An exact reprint of all the records is the expected answer.

━━ Provided material ━━

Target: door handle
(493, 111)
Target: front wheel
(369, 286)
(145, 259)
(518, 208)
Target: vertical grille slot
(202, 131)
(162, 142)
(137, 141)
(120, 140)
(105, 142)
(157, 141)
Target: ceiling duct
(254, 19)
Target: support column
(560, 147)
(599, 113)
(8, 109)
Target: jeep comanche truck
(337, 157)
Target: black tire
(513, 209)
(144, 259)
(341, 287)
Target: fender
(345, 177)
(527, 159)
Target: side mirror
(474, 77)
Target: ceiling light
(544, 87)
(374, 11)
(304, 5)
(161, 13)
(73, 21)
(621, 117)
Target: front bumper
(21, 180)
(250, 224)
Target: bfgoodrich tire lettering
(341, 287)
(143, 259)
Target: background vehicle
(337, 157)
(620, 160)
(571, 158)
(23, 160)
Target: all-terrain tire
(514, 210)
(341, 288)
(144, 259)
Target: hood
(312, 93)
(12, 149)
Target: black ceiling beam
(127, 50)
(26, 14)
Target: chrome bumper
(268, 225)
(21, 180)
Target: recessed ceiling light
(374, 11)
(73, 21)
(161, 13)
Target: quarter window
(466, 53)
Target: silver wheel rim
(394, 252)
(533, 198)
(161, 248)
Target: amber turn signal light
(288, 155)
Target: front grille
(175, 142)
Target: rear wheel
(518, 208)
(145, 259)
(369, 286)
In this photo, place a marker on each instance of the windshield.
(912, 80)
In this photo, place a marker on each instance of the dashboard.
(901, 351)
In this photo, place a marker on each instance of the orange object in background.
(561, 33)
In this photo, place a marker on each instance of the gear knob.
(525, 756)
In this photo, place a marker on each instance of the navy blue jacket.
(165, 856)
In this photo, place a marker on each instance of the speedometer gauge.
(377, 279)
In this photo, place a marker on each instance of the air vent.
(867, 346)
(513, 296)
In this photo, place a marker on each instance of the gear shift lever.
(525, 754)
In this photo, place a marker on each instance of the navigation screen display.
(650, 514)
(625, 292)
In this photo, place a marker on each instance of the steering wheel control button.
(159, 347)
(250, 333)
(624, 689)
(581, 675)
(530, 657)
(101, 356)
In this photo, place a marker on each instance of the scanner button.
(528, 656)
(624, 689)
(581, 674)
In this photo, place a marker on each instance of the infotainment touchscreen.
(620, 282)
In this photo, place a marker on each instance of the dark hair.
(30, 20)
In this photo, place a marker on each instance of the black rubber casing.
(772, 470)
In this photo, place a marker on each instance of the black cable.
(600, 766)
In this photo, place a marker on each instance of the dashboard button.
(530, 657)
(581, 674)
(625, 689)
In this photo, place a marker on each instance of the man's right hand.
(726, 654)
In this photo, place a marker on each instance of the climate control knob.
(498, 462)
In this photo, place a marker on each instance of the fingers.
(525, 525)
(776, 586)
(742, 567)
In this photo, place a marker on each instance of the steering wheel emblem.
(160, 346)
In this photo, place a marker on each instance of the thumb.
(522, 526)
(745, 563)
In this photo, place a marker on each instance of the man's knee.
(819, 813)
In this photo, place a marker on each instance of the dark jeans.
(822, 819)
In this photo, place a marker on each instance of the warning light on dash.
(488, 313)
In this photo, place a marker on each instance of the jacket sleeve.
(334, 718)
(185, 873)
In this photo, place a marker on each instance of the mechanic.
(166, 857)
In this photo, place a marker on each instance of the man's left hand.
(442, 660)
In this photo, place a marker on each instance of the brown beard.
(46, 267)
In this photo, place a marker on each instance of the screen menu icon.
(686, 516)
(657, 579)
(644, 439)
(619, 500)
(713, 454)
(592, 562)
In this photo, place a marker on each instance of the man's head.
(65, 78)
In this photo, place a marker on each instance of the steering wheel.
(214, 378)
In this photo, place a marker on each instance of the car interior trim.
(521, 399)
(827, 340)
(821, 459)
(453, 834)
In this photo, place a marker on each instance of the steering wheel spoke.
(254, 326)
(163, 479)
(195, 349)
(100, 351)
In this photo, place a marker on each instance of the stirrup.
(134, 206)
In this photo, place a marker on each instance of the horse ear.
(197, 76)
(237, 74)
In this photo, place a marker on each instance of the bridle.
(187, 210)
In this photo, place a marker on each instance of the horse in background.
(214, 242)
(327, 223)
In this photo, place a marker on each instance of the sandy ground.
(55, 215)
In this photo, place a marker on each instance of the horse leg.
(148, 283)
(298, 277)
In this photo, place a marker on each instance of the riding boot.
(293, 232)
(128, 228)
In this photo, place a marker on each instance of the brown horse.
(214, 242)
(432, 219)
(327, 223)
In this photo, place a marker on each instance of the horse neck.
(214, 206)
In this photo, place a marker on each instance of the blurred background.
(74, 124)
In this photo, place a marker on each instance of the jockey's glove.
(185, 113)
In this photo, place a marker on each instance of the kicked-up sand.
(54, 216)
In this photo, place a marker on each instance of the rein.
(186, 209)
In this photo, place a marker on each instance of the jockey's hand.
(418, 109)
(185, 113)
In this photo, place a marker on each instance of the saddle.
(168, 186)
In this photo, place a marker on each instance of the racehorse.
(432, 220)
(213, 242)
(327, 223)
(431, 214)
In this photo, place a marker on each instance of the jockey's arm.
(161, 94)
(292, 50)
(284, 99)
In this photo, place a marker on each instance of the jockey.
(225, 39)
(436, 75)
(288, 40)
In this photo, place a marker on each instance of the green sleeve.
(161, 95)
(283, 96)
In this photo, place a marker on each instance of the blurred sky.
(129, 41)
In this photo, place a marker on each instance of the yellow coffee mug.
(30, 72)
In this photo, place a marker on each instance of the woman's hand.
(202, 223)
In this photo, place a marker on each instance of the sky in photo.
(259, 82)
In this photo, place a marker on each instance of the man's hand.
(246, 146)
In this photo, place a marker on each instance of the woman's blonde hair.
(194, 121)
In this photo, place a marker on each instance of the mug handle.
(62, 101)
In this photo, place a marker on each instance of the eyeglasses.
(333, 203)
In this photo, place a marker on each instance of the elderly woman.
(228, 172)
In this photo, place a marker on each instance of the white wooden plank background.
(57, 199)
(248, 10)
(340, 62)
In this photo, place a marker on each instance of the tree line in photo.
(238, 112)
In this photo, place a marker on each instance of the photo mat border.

━━━

▶ _Answer space_:
Target: door handle
(493, 111)
Target: front wheel
(369, 286)
(145, 259)
(518, 208)
Target: vertical grille slot
(202, 131)
(162, 142)
(137, 141)
(120, 140)
(105, 142)
(157, 141)
Target: ceiling duct
(254, 19)
Target: support column
(560, 147)
(599, 113)
(8, 109)
Target: jeep comanche truck
(337, 157)
Target: black tire
(513, 209)
(144, 259)
(341, 287)
Target: fender
(345, 177)
(527, 159)
Target: side mirror
(474, 77)
Target: ceiling light
(544, 87)
(374, 11)
(304, 5)
(161, 13)
(73, 21)
(621, 117)
Target: front bumper
(21, 180)
(250, 224)
Target: bfgoodrich tire lettering
(341, 287)
(143, 259)
Target: background vehicle
(337, 157)
(620, 160)
(571, 158)
(23, 160)
Target: all-terrain tire
(514, 210)
(341, 288)
(144, 259)
Target: hood
(312, 93)
(12, 149)
Target: black ceiling beam
(127, 50)
(26, 14)
Target: chrome bumper
(268, 225)
(21, 180)
Target: recessed ceiling light
(374, 11)
(73, 21)
(161, 13)
Target: quarter window
(466, 53)
Target: silver wheel rim
(394, 252)
(533, 198)
(161, 248)
Target: amber turn signal light
(288, 155)
Target: front grille
(175, 142)
Target: rear wheel
(518, 208)
(145, 259)
(369, 286)
In this photo, place a marker on each instance of the windshield.
(912, 80)
In this photo, place a marker on each instance of the dashboard.
(901, 351)
In this photo, place a marker on each instance of the orange object in background.
(561, 33)
In this photo, place a marker on each instance of the gear knob.
(525, 756)
In this photo, place a marker on each instance of the navy blue jacket.
(165, 856)
In this photo, place a marker on each instance of the speedometer gauge.
(377, 279)
In this photo, place a marker on each instance of the air vent.
(867, 346)
(513, 296)
In this photo, place a marker on each instance of the gear shift lever.
(525, 754)
In this photo, place a marker on each instance of the navigation screen display.
(650, 514)
(625, 292)
In this photo, place a marker on each instance of the steering wheel control button.
(159, 347)
(250, 333)
(624, 689)
(581, 675)
(530, 657)
(101, 356)
In this photo, place a marker on each instance of the scanner button.
(528, 656)
(624, 689)
(581, 674)
In this photo, place a marker on each instance of the infotainment touchscreen.
(620, 282)
In this photo, place a marker on each instance of the dark hair.
(30, 20)
In this photo, place a marker on each instance of the black rubber casing.
(772, 470)
In this photo, place a marker on each instance of the black cable.
(600, 766)
In this photo, place a marker on each instance of the dashboard button.
(530, 657)
(581, 674)
(625, 689)
In this photo, place a marker on each instance of the man's right hand.
(726, 654)
In this photo, place a marker on each instance of the climate control knob.
(498, 462)
In this photo, place a marker on each instance of the fingers.
(525, 525)
(776, 586)
(742, 567)
In this photo, place a marker on each instance of the steering wheel emblem.
(160, 346)
In this photo, place a marker on each instance of the thumb.
(522, 526)
(745, 563)
In this photo, place a marker on each instance of the man's knee.
(819, 813)
In this photo, place a marker on each instance of the dark jeans.
(822, 819)
In this photo, place a marker on each instance of the warning light on dash.
(488, 313)
In this photo, place a marker on each instance of the jacket sleeve.
(334, 718)
(185, 873)
In this photo, place a marker on each instance of the mechanic.
(166, 857)
In this photo, place a marker on each instance of the man's left hand.
(442, 660)
In this photo, place a marker on each instance of the brown beard.
(46, 267)
In this photo, place a marker on each instance of the screen menu icon.
(686, 516)
(657, 579)
(644, 439)
(619, 500)
(713, 454)
(592, 562)
In this photo, place a marker on each instance of the man's head.
(65, 78)
In this photo, place a marker on each instance of the steering wheel.
(214, 378)
In this photo, place a marker on each instance of the car interior trim.
(521, 399)
(827, 340)
(821, 459)
(453, 834)
In this photo, place a marker on each instance of the steering wheel spoke.
(254, 326)
(163, 479)
(195, 349)
(100, 351)
In this photo, place a marker on each instance of the stirrup.
(134, 206)
In this photo, place a marker on each instance of the horse ear.
(197, 76)
(237, 74)
In this photo, place a marker on each instance of the bridle.
(187, 210)
In this photo, place a marker on each instance of the horse in background.
(214, 242)
(327, 223)
In this photo, place a marker on each instance of the sandy ground.
(55, 215)
In this photo, place a marker on each instance of the horse leg.
(148, 283)
(298, 277)
In this photo, place a marker on each instance of the riding boot.
(293, 232)
(128, 228)
In this photo, place a marker on each instance of the brown horse.
(214, 242)
(432, 219)
(327, 223)
In this photo, place a marker on each instance of the horse neck.
(214, 206)
In this photo, place a marker on each instance of the blurred background.
(74, 124)
In this photo, place a marker on each instance of the jockey's glove.
(185, 113)
In this photo, place a marker on each instance of the kicked-up sand.
(54, 216)
In this photo, place a marker on each instance of the rein.
(186, 209)
In this photo, place a marker on each instance of the jockey's hand.
(418, 109)
(185, 113)
In this photo, place a marker on each instance of the saddle.
(168, 186)
In this photo, place a marker on each instance of the racehorse.
(432, 220)
(213, 242)
(327, 223)
(431, 214)
In this photo, place a marker on each instance of the jockey's arm.
(161, 94)
(292, 50)
(284, 99)
In this photo, place a marker on each instance of the jockey.
(225, 39)
(436, 75)
(288, 40)
In this photo, place a marker on each instance of the green sleeve.
(161, 95)
(283, 96)
In this photo, place a marker on each instance of the blurred sky.
(129, 41)
In this photo, place a marker on each instance of the yellow coffee mug.
(30, 72)
In this photo, place a marker on each instance of the woman's hand.
(202, 223)
In this photo, place a marker on each instance of the sky in photo.
(259, 82)
In this photo, place a marker on each instance of the man's hand.
(246, 146)
In this photo, place a marker on each instance of the woman's blonde hair.
(194, 121)
In this photo, place a marker on each instance of the mug handle.
(62, 101)
In this photo, place a marker on each instance of the eyeglasses.
(333, 203)
In this photo, place a marker on each instance of the elderly woman.
(228, 172)
In this photo, place a marker on each instance of the white wooden plank background.
(57, 199)
(248, 10)
(340, 62)
In this photo, place a marker on each instance of the tree line in photo.
(238, 112)
In this photo, place a marker on each instance of the photo mat border.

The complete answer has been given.